▶ _Prompt A_
Report each line of the records below that contains the word "ceiling".

--- start Document passage ---

Best Award-Worthy Streaming Picks

The Oscars are coming and FIELD OF STREAMS has you covered

Welcome to Field of Streams, Cinapse’s weekly guide of what’s playing on your favorite streaming services. What’s new on Netflix and Amazon Prime? What do we recommend on Kanopy, Fandor, and Shudder? We’ve got it all. From monthly roundups, to curated top 5 lists, to reviews of our favorites available now… it’s here. We built it for you, so come and join us in the Field of Streams

Award season is here, and Field of Streams is taking this opportunity to highlight some of the best films of 2018 that are currently streaming. Using the Austin Film Critics Association award winners as a guide, we present the best films from last year.


SUPPORT THE GIRLS (Hulu)

It started with Hooters, and continues on with Twin Peaks, Bikinis, and more. Yes, the “breastaurant,” that artifact of modern life, litters our highways and now provides the backdrop for Andrew Bujalski’s newest film, Support the Girls.

With his latest film, Bujalski has created another well-crafted yet emotionally engaging work that will appeal to the employer and employee in all of us.

Rod Machen


EIGHTH GRADE (Prime)

When we first meet Kayla (Elsie Fisher, revelatory), a socially awkward, introverted 13-year-old days away from the end of her elementary school “career” and the beginning of a new, semi-adult life as a high-school teenager, she’s working on her YouTube show (audience of one), a series of self-help video tutorials that say more about Kayla’s precarious mental and emotional state — and how she’s the “self” in “self-help” — than it does in offering meaningful, constructive advice.

Burnham leaves Kayla on the cusp of high school, slightly more self aware, slightly more comfortable in her skin, but he also recognizes that Kayla’s personal journey has barely just begun. It’s an appropriately grounded, unforced, emotional place and physical space to leave Kayla and the audience.

Mel Valentin


FIRST REFORMED (KanopyPrime)

So First Reformed arrives as something of a — forgive the term — revelation in 2018. It’s a film which speaks directly and plainly to so many issues that we’re currently embroiled in, as a nation, as a species. It is a film laden with doom and judgment, but also small moments of grace which shine through even (or especially) in the midst of despair.

Schrader is aiming at something almost inexplicable, touched, transcendent; and to my mind he achieves it. As loathe as I am to use this particular formulation, it seems appropriate in this instance: First Reformed is the film we need right now. It is my sincere hope that an audience discovers this soul-stirring work from one of our newly energized legends, so that they may wrestle with all that it asks about ourselves and the world we have been given.

Wilson Smith


SORRY TO BOTHER YOU (Hulu)

Boots Riley’s Sorry to Bother You is apt to hit modern-day moviegoers like a bomb, for its subversive spirit, its dizzying ambition, and its palpable outrage mark it as something truly different and welcome in this day and age.

Sorry to Bother You may turn some people off with its shotgun approach to satire and sometimes exhausting, freewheeling narrative. Some, beaten down by the never-ending barrage of destruction and torment we crave from our bloated CGI spectacles, may be turned off by how unique this film is, might reject it for having the audacity to have so many things on its mind. But that’s their problem, and if you have been craving something different in your movies in 2018, then I can’t recommend the film highly enough.

Wilson Smith


YOU WERE NEVER REALLY HERE (Prime)

--- end Document passage ---
--- start Data excerpts ---

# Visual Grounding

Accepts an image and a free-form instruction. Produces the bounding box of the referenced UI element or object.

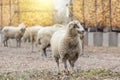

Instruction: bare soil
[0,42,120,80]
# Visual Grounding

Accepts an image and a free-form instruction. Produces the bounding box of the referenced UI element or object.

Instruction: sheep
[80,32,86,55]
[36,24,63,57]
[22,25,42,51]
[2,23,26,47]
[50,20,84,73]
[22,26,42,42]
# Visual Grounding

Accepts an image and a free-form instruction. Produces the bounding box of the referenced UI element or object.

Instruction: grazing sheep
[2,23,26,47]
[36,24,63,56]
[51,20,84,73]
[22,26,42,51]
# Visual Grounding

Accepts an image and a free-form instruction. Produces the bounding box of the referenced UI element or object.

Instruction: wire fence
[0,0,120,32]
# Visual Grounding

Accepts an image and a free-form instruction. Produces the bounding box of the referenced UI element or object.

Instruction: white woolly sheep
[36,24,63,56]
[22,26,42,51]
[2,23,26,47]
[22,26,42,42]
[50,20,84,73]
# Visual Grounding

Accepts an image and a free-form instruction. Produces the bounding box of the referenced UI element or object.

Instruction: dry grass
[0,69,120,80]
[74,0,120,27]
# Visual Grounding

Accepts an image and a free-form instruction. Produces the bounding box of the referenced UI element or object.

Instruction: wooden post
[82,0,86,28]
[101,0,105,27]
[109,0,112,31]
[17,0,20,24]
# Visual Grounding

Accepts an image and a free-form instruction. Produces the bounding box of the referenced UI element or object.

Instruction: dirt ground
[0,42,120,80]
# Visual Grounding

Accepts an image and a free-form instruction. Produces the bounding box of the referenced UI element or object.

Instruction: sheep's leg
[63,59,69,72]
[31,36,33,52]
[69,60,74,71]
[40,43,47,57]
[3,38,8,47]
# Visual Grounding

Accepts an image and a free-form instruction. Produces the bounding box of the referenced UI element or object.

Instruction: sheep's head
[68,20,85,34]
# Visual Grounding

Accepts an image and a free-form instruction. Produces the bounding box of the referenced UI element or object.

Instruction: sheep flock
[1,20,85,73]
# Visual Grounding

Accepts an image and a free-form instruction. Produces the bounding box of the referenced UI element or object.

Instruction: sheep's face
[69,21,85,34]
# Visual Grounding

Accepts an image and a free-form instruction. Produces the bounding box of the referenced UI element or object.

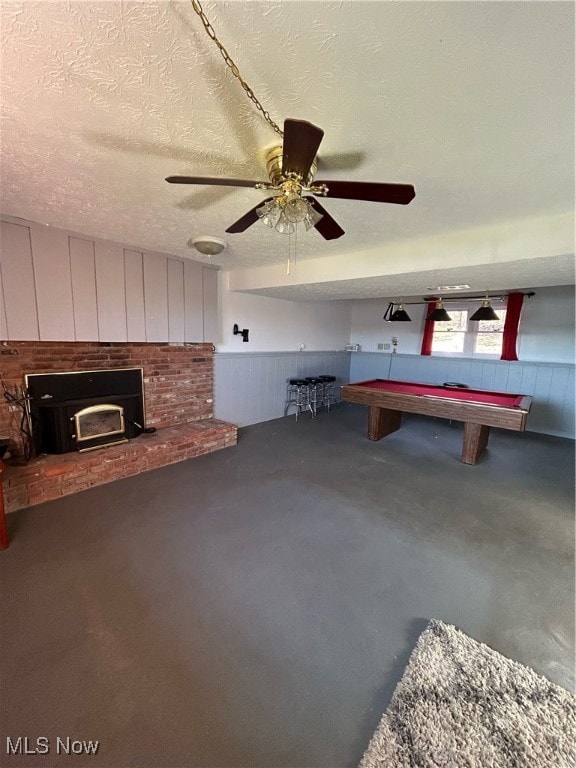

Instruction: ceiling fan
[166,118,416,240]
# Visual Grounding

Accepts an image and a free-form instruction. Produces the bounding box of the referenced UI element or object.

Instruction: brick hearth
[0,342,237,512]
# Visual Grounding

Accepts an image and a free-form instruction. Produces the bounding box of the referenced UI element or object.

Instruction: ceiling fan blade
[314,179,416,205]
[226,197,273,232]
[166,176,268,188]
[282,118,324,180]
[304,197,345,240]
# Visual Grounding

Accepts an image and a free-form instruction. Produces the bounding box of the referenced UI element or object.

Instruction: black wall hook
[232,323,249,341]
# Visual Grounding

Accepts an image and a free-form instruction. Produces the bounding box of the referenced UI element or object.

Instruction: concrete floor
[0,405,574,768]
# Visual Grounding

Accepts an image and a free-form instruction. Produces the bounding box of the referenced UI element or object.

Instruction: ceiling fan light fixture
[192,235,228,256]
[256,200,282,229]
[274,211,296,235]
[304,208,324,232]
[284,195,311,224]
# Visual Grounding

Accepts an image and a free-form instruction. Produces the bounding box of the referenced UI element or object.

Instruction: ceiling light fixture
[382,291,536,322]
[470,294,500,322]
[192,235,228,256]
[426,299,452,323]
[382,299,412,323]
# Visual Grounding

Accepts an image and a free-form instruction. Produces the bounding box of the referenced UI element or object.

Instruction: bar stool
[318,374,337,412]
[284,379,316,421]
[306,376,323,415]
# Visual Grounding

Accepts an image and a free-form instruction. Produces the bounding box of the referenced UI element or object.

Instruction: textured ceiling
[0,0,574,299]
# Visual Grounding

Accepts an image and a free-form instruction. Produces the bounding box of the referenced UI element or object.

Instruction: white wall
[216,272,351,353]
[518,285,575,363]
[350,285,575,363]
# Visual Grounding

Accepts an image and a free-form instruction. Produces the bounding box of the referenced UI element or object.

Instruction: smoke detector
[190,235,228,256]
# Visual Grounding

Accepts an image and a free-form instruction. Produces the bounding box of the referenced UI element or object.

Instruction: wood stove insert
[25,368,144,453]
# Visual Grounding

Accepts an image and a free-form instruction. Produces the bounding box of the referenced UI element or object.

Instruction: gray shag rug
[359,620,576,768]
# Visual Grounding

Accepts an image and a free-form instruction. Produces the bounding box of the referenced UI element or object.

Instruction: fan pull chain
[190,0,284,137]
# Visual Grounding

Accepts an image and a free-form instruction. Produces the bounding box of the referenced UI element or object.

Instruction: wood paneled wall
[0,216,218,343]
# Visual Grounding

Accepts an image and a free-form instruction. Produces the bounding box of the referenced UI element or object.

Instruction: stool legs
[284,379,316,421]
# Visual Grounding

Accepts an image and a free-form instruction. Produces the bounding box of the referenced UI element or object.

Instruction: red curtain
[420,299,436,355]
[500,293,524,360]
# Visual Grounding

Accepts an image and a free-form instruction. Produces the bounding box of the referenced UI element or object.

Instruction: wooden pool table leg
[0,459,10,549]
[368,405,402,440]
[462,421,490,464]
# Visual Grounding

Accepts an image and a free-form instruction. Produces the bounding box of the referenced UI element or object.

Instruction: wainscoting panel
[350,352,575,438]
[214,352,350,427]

--- end Data excerpts ---

▶ _Prompt B_
From the streaming film guide above, set down verbatim the part that opens with the words containing "Welcome to Field" and closes with "from last year.".

▶ _Task output A_
Instruction: ceiling fan
Instruction: ceiling fan blade
Instruction: ceiling fan light fixture
Instruction: ceiling light fixture
Instruction: textured ceiling

▶ _Task output B_
Welcome to Field of Streams, Cinapse’s weekly guide of what’s playing on your favorite streaming services. What’s new on Netflix and Amazon Prime? What do we recommend on Kanopy, Fandor, and Shudder? We’ve got it all. From monthly roundups, to curated top 5 lists, to reviews of our favorites available now… it’s here. We built it for you, so come and join us in the Field of Streams

Award season is here, and Field of Streams is taking this opportunity to highlight some of the best films of 2018 that are currently streaming. Using the Austin Film Critics Association award winners as a guide, we present the best films from last year.